> _PROMPT_
Each entry needs to be reproduced exactly, with none left out.

--- MATERIAL SUPPLIED Enclosed Below ---

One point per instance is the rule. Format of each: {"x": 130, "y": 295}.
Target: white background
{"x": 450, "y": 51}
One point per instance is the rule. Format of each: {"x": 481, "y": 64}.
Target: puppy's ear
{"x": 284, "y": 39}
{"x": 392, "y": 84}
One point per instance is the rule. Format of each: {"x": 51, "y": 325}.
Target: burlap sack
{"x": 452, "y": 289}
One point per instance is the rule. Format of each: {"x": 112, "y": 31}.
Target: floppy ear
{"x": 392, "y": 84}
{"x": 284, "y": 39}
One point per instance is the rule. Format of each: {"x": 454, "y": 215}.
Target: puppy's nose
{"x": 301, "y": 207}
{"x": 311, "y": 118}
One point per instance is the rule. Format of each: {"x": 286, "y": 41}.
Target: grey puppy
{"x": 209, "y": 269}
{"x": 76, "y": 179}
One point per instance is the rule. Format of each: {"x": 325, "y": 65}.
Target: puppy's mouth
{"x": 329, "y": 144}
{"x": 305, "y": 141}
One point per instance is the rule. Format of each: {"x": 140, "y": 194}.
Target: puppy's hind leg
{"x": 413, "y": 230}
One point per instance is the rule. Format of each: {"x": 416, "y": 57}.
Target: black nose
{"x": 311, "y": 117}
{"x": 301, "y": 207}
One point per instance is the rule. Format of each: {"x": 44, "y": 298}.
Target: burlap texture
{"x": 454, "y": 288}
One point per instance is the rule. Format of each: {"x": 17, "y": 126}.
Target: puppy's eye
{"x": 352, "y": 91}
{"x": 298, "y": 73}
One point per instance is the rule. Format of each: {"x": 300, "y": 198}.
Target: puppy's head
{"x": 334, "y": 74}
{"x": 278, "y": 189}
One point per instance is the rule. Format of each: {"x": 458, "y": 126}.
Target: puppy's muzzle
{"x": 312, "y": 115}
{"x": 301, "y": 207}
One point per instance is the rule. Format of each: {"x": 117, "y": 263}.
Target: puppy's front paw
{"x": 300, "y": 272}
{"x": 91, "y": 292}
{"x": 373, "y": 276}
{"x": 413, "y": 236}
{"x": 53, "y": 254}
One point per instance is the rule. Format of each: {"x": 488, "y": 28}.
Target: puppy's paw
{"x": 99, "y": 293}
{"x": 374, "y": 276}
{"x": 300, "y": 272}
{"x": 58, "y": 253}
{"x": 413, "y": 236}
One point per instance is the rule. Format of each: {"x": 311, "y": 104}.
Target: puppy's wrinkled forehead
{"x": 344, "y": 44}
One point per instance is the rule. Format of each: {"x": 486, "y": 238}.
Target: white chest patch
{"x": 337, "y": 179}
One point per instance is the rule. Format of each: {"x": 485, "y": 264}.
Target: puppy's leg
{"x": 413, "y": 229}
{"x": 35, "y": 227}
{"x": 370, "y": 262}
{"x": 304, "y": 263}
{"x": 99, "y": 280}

--- End of Enclosed MATERIAL SUPPLIED ---

> _OUTPUT FOR THIS EXERCISE_
One point per instance is the rule. Format of each: {"x": 130, "y": 295}.
Target: white background
{"x": 450, "y": 51}
One point per instance is the rule. Format of each: {"x": 481, "y": 64}.
Target: puppy's ear
{"x": 284, "y": 39}
{"x": 392, "y": 84}
One point per instance is the rule. Format of each: {"x": 51, "y": 325}.
Target: burlap sack
{"x": 452, "y": 289}
One point per instance is the rule. Format of each: {"x": 112, "y": 31}.
Target: floppy ear
{"x": 392, "y": 84}
{"x": 284, "y": 39}
One point per instance is the rule. Format of each: {"x": 454, "y": 215}.
Target: puppy's nose
{"x": 301, "y": 207}
{"x": 311, "y": 118}
One point per instance is the rule. Format of each: {"x": 286, "y": 41}.
Target: grey puppy
{"x": 209, "y": 269}
{"x": 76, "y": 179}
One point per instance is the rule. Format of each: {"x": 325, "y": 65}.
Target: puppy's mouth
{"x": 329, "y": 144}
{"x": 305, "y": 141}
One point per instance is the rule. Format of each: {"x": 140, "y": 194}.
Target: puppy's hind leg
{"x": 413, "y": 230}
One point per instance is the rule. Format of each: {"x": 416, "y": 57}.
Target: black nose
{"x": 311, "y": 117}
{"x": 301, "y": 207}
One point per instance is the rule. Format of each: {"x": 44, "y": 298}.
Target: burlap texture
{"x": 454, "y": 288}
One point per instance is the rule. Format of each: {"x": 17, "y": 126}.
Target: puppy's eye
{"x": 352, "y": 91}
{"x": 298, "y": 73}
One point per instance is the rule. Format of each: {"x": 300, "y": 198}.
Target: puppy's head
{"x": 334, "y": 74}
{"x": 278, "y": 189}
One point per instance is the rule. Format of each: {"x": 458, "y": 126}.
Target: puppy's muzzle
{"x": 312, "y": 115}
{"x": 301, "y": 207}
One point per instance is the rule. Format of each: {"x": 117, "y": 263}.
Target: puppy's front paw
{"x": 300, "y": 272}
{"x": 91, "y": 292}
{"x": 373, "y": 276}
{"x": 413, "y": 236}
{"x": 53, "y": 254}
One point per instance is the rule. Format of each: {"x": 488, "y": 28}.
Target: puppy's paw
{"x": 99, "y": 293}
{"x": 374, "y": 276}
{"x": 300, "y": 272}
{"x": 58, "y": 253}
{"x": 413, "y": 236}
One point per instance is the rule. Format of each: {"x": 311, "y": 104}.
Target: puppy's wrinkled forehead
{"x": 344, "y": 44}
One point per instance is the rule. Format of each: {"x": 486, "y": 238}.
Target: white chest patch
{"x": 337, "y": 179}
One point per instance is the rule. Format of each: {"x": 485, "y": 264}.
Target: puppy's leg
{"x": 413, "y": 229}
{"x": 35, "y": 227}
{"x": 370, "y": 262}
{"x": 304, "y": 263}
{"x": 99, "y": 280}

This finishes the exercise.